| EXERCISE AIM |
Output exactly the lines from the one containing "Supply a phrase" through the final line of the entries below, both included, and skip the pictures.

[Data items]

◇ ◇ ◇ ◇

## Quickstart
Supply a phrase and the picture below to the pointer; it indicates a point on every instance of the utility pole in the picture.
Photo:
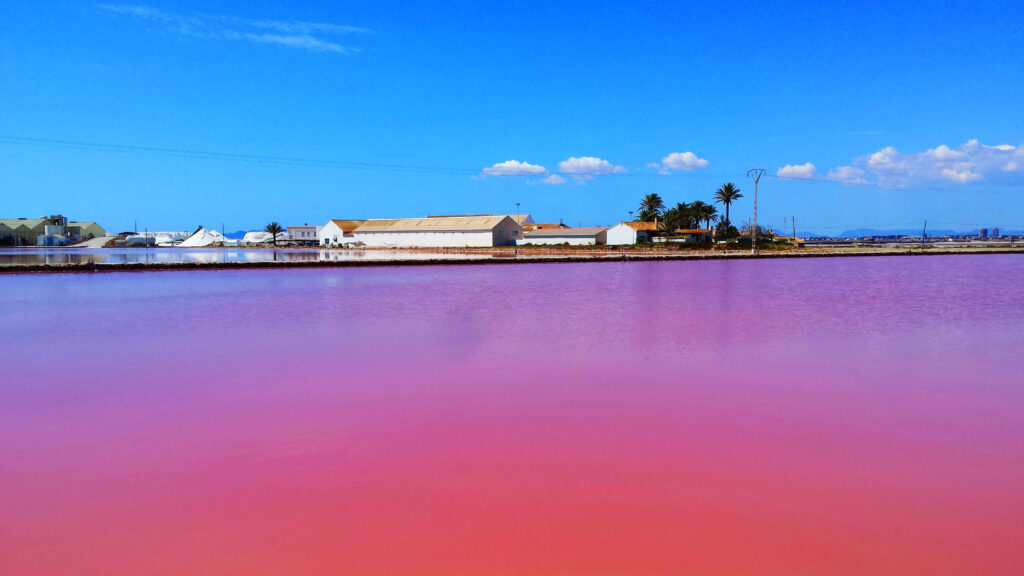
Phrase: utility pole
(516, 249)
(755, 173)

◇ ◇ ◇ ◇

| ANSWER AREA |
Supply a phrase and the picture below to the pointer; it indicates a point on every instance of the utility pole in the picture.
Photo:
Phrase: utility pole
(516, 249)
(755, 173)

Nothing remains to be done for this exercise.